Instruções a seguir: Transcreva na íntegra, sem alterações, o trecho sobre a denúncia do caso conhecido como mensalão de Furnas.

Trecho fornecido:

Produzida pela procuradora da República no Rio, Andrea Bayão Ferreira, a denúncia do caso que ficou conhecido como “mensalão de Furnas” não chegou a ser aceita pela Justiça. Ao receber o caso, o juiz federal substituto Roberto Dantes Schuman de Paula declarou que o órgão não tinha competência para a análise do caso, que foi então encaminhado à Justiça Estadual do Rio de Janeiro.

Na nova instância, o Ministério Público Estadual do Rio, por sua vez, não encampou a acusação, entendendo que os fatos carecem de investigações complementares.

(Entradas salvas)
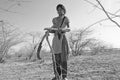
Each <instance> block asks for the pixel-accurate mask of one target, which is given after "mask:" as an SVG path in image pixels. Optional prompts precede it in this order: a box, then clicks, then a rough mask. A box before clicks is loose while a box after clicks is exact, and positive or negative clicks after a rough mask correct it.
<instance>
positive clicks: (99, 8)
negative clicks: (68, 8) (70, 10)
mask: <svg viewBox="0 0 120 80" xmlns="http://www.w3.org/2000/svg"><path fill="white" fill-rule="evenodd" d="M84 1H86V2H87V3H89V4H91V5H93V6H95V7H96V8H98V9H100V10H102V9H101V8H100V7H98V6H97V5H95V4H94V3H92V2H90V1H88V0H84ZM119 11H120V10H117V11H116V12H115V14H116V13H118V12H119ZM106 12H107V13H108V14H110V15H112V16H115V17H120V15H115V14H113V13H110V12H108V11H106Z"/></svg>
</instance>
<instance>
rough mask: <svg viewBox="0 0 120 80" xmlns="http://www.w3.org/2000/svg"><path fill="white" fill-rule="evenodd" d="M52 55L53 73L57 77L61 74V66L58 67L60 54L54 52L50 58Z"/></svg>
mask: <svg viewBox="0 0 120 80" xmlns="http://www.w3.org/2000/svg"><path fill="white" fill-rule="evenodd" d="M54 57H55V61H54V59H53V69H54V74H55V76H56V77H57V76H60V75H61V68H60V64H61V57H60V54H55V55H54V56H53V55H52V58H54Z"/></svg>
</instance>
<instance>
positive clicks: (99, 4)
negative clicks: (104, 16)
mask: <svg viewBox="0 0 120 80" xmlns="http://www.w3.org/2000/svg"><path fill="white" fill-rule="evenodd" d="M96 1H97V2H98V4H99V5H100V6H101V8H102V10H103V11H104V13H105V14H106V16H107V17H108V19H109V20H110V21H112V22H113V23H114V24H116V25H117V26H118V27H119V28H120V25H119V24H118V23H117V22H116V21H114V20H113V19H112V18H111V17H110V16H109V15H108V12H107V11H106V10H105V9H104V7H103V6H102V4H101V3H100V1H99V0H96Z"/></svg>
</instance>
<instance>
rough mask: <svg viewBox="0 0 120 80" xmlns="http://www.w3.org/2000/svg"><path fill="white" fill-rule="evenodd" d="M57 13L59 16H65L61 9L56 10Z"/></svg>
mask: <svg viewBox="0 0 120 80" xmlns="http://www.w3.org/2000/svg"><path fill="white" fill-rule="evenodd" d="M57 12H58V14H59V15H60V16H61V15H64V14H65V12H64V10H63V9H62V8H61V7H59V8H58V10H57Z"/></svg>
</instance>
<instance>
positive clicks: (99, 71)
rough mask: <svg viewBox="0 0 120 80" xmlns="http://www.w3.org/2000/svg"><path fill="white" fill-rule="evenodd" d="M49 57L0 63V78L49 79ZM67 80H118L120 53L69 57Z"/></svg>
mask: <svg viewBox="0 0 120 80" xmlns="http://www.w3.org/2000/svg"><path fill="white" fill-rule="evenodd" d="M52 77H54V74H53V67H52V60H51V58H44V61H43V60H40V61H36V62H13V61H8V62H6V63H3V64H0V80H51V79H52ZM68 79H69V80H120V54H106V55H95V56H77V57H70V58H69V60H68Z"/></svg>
* * *
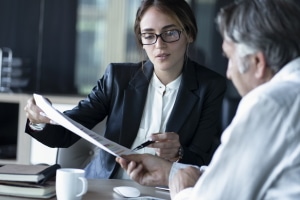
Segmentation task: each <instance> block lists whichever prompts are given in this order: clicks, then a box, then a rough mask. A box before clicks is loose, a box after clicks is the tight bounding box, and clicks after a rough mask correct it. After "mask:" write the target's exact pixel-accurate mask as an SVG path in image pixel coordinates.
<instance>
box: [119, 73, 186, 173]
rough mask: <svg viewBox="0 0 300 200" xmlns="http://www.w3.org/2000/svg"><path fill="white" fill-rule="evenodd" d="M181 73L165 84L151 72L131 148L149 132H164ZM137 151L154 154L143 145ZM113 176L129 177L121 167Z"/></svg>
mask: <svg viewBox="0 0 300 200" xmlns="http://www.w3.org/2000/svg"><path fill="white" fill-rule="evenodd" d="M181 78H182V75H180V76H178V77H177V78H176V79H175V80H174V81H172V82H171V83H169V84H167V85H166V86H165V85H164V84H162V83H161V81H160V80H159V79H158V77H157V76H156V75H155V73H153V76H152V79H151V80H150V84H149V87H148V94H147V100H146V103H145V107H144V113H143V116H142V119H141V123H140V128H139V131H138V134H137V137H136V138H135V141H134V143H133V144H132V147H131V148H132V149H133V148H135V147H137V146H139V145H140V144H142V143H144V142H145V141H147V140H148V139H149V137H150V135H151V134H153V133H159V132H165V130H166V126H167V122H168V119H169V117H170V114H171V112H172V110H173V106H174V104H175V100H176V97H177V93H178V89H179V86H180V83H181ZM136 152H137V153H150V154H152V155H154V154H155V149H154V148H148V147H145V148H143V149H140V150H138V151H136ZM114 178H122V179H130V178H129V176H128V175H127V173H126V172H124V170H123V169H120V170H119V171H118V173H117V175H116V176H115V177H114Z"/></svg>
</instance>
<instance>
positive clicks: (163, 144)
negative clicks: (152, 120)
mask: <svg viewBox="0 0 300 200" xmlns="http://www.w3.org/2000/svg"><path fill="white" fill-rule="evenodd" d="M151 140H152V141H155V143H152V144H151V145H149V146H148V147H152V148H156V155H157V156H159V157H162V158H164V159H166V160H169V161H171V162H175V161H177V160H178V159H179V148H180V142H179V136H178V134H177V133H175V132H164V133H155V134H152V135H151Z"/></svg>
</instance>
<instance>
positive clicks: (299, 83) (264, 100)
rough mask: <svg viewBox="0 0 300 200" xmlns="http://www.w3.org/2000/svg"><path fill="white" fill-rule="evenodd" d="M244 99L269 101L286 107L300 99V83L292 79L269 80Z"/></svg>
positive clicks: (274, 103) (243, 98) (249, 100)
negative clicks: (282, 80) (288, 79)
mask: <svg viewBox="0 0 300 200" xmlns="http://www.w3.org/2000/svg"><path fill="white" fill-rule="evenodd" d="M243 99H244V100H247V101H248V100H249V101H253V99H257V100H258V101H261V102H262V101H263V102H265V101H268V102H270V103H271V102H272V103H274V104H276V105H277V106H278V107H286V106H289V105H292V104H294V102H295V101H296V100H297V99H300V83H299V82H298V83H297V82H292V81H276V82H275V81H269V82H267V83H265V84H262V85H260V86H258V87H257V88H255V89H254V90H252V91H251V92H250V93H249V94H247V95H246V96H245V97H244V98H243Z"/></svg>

Resolução do problema:
Produzida pela procuradora da República no Rio, Andrea Bayão Ferreira, a denúncia do caso que ficou conhecido como “mensalão de Furnas” não chegou a ser aceita pela Justiça. Ao receber o caso, o juiz federal substituto Roberto Dantes Schuman de Paula declarou que o órgão não tinha competência para a análise do caso, que foi então encaminhado à Justiça Estadual do Rio de Janeiro.

Na nova instância, o Ministério Público Estadual do Rio, por sua vez, não encampou a acusação, entendendo que os fatos carecem de investigações complementares.